[Data items]
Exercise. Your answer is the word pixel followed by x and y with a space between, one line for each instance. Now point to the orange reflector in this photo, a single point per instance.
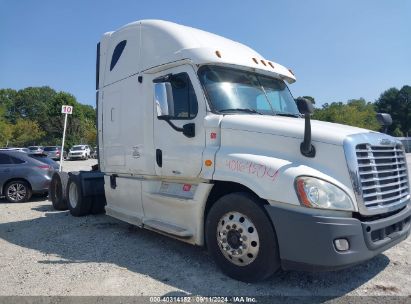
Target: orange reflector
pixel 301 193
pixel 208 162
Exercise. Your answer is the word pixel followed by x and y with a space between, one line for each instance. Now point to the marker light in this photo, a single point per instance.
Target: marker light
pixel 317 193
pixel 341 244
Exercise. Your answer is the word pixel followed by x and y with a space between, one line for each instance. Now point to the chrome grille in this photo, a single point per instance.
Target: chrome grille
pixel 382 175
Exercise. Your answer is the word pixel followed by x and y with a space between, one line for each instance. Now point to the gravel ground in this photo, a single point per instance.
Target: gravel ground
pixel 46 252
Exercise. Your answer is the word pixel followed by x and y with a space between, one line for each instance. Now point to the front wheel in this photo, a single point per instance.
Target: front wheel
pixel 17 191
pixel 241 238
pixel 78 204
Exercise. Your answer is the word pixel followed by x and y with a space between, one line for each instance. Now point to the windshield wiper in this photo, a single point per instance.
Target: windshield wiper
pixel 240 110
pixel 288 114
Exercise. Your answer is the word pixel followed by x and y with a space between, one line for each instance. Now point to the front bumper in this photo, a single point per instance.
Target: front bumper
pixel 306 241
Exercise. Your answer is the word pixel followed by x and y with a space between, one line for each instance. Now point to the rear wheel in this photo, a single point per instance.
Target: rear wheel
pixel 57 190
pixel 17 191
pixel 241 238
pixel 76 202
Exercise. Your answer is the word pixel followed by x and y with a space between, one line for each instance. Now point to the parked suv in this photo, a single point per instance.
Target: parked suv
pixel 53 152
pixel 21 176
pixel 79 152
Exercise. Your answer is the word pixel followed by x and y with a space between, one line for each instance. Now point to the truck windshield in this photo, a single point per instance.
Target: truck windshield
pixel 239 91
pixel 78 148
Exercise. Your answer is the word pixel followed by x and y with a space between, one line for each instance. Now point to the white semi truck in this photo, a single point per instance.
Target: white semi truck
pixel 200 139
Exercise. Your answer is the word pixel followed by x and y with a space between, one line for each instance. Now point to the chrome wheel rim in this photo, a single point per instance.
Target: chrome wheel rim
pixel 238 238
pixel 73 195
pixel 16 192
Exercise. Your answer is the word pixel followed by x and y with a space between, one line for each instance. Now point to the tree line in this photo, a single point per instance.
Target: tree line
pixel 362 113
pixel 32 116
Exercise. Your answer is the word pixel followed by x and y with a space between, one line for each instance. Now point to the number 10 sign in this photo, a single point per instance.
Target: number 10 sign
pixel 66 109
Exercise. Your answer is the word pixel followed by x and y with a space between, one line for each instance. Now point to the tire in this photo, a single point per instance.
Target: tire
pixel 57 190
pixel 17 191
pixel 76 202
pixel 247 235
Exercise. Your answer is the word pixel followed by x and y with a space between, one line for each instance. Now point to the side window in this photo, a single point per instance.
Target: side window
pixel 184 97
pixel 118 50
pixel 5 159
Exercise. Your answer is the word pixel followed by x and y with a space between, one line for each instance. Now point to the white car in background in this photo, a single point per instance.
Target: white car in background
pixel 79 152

__PROBLEM TO SOLVE__. Return the lines of the items verbatim, starting with the line that contains "to the gravel" and ending with the line that contains "pixel 306 241", with both of those lines included.

__FINISHED TASK__.
Exercise. Your answer is the word pixel followed by x and y with a space between, one line for each instance. Now point to the gravel ground in this photo, a single point per instance.
Target: gravel ground
pixel 46 252
Exercise. Your answer is the word pixel followed by x and y with a space between, one line for each instance. Now point to the front wheel in this photo, a single point per instance.
Target: front wheel
pixel 17 191
pixel 241 238
pixel 78 204
Exercise. Your answer is the word pixel followed by x and y with a space between, one line for each instance. Now point to the windshield wiper in this photo, a single point per instance.
Target: windshield wiper
pixel 240 110
pixel 288 114
Exercise. Your answer is the word pixel followed by x and y with a space between, one line for each instance. Now point to the front bumper in this photo, a single point per instance.
Target: front bumper
pixel 306 241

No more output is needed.